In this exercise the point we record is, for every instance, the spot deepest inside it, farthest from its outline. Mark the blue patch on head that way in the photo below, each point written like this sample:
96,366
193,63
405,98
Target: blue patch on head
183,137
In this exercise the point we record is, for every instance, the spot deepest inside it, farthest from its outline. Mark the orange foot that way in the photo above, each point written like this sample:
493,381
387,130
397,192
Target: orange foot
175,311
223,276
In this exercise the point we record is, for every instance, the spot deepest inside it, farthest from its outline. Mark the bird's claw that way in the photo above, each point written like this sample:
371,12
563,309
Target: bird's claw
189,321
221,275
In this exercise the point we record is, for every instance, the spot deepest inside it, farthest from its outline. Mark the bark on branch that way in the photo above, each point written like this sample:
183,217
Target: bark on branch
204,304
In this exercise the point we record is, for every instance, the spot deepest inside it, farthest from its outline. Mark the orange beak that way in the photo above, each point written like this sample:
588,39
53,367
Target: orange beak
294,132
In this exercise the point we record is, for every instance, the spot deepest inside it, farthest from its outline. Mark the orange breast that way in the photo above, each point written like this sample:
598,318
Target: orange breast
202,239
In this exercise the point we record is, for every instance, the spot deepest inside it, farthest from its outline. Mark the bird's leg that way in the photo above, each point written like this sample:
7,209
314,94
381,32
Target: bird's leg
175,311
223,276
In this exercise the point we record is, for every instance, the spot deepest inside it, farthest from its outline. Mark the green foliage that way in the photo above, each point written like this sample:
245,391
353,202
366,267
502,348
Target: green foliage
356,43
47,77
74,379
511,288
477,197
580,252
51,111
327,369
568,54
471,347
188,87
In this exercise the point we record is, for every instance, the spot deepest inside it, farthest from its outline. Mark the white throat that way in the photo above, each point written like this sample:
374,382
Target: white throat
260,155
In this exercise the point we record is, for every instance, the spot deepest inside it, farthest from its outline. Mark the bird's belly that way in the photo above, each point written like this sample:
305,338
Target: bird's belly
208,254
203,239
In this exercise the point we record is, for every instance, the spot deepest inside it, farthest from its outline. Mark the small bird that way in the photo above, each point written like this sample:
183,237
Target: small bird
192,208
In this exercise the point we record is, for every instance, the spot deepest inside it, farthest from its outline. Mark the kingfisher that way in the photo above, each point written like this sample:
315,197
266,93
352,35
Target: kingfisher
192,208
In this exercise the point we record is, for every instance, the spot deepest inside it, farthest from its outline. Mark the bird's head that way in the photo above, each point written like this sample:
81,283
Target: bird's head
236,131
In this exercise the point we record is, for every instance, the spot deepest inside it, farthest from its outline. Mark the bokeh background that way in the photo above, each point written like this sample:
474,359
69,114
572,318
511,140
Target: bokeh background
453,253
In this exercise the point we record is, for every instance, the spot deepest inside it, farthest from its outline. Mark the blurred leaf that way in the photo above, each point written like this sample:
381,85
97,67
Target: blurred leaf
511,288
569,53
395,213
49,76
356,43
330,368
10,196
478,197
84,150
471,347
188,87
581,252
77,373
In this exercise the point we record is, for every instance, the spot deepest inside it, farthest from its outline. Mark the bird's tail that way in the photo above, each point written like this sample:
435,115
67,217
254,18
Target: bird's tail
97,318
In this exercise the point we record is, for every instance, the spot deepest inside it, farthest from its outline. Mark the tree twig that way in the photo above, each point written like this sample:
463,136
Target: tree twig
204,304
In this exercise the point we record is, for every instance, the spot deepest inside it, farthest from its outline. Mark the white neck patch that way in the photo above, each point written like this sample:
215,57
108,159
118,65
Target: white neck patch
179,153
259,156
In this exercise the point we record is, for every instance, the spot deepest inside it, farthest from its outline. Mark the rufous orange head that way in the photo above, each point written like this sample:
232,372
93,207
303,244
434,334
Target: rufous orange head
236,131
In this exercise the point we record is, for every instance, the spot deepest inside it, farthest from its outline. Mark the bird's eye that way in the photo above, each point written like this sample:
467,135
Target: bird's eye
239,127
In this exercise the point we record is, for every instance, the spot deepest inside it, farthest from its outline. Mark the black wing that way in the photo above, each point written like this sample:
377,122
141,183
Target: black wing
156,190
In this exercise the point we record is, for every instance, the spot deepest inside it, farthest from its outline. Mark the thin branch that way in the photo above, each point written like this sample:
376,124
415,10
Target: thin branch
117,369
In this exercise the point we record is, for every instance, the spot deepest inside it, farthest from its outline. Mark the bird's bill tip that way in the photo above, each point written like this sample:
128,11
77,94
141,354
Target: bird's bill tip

════════════════

# Aim of the exercise
Reproduce the part of the data that opens with the line containing "the bird's eye" and closes with the end of the data, substituting "task" for every occurrence of "exercise" and leaving all other text unchanged.

# Solution for this task
In this task the point we record is, for every instance, the spot deepest inside it, farthest from its outline. Mark the bird's eye that way in the photo above, each point written like this sample:
467,135
Target: bird's eye
239,127
In this task the point we record is, for every instance, the spot deepest inside it, farthest from its outline. Mark the black wing that way in the photo above, each point written like this sample:
377,122
141,183
Target: black wing
156,190
In this task the point we record is, for every instance, the spot deepest inside it, farthest from its outline. Mark the thin branch that way in the photo above, each point written like this sample:
376,124
415,10
Target: thin branch
117,369
In this task the point we record is, for every instance, the spot deepest inside it, farthest from its outline. Mark the bird's bill tip that way in the photo above, each point written like this sample:
128,11
77,94
141,354
Target: bird's bill tip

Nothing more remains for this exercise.